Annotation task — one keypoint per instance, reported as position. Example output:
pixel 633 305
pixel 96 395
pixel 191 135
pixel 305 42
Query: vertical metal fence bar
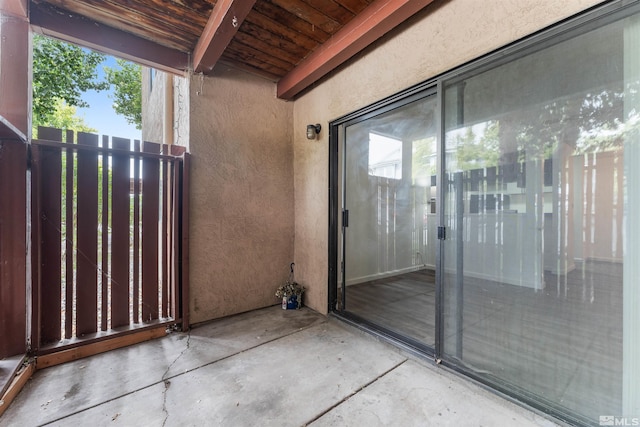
pixel 150 218
pixel 87 256
pixel 50 217
pixel 105 238
pixel 184 233
pixel 120 222
pixel 136 235
pixel 165 253
pixel 68 312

» What needs to be done
Put every line of the listing into a numbered list, leaving out blank lines and the pictures.

» Written response
1. Annotation task — one keypoint per instance, reported as position. Example output:
2. pixel 633 305
3. pixel 96 395
4. pixel 191 135
5. pixel 305 42
6. Query: vertical metal fence bar
7. pixel 150 218
8. pixel 87 256
9. pixel 50 217
10. pixel 105 238
11. pixel 184 233
12. pixel 120 222
13. pixel 136 235
14. pixel 165 253
15. pixel 68 312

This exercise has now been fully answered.